Quoted text >>

Damir Burić (born 7 July 1964), popularly known as Šolta, is a Croatian professional football manager and former player. He is the current manager of Saudi Arabian club Al-Riyadh.

While playing in Croatia, he got the nickname "Šolta" after the island of Šolta, because roots of his family are from that island.

Playing career
Burić started off his career at GOŠK Dubrovnik, before signing with hometown club RNK Split, where he stayed until 1988, when he went to Germany and became the new player of SV Waldhof Mannheim. He stayed there for four years, until 1992, playing over 50 league games for the club. In the summer od 1992, Burić signed with, back then, 2. Bundesliga club SC Freiburg. In the 1992–93 season, he won the 2. Bundesliga with Freiburg and got qualified to the Bundesliga. He stayed at the club until 1999 (making over 100 league appearances in the process), before going to Borussia Mönchengladbach. He played for the club for one season, until the end of the 1999–00 2. Bundesliga season, after which he decided to end his playing career in July 2000 at the age of 36.

Tasks to perform >>
• 1. According to the Damir Burić biography, which club did he join when he moved to Germany in 1988?
• 2. From the Damir Burić biography, retype the part that opens with the words containing "Damir Burić (born" and closes with "from that island.".
The lines that come after the biography are not needed.

Record extracts >>
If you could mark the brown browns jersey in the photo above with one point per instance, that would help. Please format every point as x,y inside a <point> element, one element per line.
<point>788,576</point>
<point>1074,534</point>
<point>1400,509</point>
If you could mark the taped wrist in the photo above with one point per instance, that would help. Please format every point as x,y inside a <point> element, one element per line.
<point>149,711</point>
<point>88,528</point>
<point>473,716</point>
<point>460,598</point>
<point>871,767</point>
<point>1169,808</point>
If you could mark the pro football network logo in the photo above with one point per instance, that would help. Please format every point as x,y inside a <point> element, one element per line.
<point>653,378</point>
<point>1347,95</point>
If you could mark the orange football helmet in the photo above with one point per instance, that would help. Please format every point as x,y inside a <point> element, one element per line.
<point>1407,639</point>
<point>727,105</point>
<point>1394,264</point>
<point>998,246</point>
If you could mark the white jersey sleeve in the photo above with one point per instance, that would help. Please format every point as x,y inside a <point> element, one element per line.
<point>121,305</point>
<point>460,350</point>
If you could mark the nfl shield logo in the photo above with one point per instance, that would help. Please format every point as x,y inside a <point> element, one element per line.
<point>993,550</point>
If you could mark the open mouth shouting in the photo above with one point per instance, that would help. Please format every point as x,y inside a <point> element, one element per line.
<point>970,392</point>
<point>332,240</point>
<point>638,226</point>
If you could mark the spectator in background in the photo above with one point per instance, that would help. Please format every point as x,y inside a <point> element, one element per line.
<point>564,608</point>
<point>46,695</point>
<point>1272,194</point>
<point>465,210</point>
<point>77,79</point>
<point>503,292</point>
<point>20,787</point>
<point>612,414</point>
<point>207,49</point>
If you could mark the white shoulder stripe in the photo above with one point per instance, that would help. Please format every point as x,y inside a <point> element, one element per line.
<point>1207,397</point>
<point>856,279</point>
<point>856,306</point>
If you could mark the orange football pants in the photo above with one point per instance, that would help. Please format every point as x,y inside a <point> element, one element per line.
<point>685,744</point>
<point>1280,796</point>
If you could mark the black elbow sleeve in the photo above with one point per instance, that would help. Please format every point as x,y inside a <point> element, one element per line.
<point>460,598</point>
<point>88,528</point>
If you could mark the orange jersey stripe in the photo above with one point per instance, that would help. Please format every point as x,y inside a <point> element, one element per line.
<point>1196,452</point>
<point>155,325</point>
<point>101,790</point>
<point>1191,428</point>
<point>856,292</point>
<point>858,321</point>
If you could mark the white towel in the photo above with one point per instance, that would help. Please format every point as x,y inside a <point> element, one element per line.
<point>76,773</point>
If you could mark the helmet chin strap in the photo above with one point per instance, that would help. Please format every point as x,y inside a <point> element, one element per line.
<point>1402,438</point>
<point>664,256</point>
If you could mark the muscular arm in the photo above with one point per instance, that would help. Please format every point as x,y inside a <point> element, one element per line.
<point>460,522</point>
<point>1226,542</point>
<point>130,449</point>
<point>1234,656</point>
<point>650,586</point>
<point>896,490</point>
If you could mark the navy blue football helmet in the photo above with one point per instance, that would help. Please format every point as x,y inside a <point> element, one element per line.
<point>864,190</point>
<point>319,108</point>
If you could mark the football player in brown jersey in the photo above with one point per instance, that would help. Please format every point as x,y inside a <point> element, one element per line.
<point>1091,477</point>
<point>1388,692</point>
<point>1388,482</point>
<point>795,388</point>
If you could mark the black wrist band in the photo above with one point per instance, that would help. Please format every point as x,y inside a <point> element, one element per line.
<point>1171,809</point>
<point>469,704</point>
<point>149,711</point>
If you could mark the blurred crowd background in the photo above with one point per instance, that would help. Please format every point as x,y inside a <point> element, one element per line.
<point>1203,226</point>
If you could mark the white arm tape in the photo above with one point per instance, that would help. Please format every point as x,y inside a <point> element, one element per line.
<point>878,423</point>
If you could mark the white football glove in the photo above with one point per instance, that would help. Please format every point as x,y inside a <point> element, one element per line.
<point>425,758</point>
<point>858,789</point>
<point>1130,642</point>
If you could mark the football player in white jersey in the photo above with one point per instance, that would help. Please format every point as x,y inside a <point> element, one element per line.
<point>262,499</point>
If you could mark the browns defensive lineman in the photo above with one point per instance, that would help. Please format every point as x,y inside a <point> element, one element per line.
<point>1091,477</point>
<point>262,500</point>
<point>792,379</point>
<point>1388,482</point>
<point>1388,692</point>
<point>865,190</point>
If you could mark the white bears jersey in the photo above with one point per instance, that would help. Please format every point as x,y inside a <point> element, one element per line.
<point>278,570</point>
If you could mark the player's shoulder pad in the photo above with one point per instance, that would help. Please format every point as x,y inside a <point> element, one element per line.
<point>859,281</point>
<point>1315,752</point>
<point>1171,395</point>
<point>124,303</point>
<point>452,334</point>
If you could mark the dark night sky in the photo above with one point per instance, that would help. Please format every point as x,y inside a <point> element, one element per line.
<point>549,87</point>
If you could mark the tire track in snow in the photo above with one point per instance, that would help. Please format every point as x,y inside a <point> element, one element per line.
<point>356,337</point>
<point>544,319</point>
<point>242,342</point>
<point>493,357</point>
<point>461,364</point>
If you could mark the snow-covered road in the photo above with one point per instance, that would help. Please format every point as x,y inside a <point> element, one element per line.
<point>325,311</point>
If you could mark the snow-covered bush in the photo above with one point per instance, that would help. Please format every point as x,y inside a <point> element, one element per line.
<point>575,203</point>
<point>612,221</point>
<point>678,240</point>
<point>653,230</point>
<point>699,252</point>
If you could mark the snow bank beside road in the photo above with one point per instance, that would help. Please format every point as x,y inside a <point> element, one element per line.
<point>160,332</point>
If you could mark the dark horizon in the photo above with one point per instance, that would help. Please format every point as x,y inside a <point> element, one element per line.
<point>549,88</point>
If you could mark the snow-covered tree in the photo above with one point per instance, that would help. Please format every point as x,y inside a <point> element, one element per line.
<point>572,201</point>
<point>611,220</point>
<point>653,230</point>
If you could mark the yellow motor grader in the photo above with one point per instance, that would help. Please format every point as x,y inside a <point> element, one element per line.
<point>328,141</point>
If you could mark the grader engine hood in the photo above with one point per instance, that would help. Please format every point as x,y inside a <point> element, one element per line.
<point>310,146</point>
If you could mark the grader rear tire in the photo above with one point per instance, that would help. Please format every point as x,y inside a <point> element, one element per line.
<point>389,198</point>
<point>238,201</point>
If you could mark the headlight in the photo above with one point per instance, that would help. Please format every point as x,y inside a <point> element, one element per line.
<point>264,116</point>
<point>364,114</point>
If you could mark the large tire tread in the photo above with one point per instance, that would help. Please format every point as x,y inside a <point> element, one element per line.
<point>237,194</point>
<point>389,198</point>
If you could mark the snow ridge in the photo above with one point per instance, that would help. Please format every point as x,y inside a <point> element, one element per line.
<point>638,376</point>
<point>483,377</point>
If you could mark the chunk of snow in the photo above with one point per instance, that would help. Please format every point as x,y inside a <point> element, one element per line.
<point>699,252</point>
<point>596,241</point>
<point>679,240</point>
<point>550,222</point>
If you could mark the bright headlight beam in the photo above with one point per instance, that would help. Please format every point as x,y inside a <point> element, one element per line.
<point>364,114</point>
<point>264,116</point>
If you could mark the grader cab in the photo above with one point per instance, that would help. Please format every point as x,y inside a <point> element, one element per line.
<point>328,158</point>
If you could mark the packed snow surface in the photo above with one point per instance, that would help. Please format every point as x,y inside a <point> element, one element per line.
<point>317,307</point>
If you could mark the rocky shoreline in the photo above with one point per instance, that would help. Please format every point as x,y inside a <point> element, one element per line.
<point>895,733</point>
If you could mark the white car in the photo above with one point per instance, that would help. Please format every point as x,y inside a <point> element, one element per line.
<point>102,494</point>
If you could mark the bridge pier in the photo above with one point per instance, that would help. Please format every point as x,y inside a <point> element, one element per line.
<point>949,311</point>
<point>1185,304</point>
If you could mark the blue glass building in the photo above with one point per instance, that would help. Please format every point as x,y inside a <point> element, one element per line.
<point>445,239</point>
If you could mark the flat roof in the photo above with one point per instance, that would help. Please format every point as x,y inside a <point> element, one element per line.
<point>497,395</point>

Exercise responses >>
• 1. SV Waldhof Mannheim

• 2.
Damir Burić (born 7 July 1964), popularly known as Šolta, is a Croatian professional football manager and former player. He is the current manager of Saudi Arabian club Al-Riyadh.

While playing in Croatia, he got the nickname "Šolta" after the island of Šolta, because roots of his family are from that island.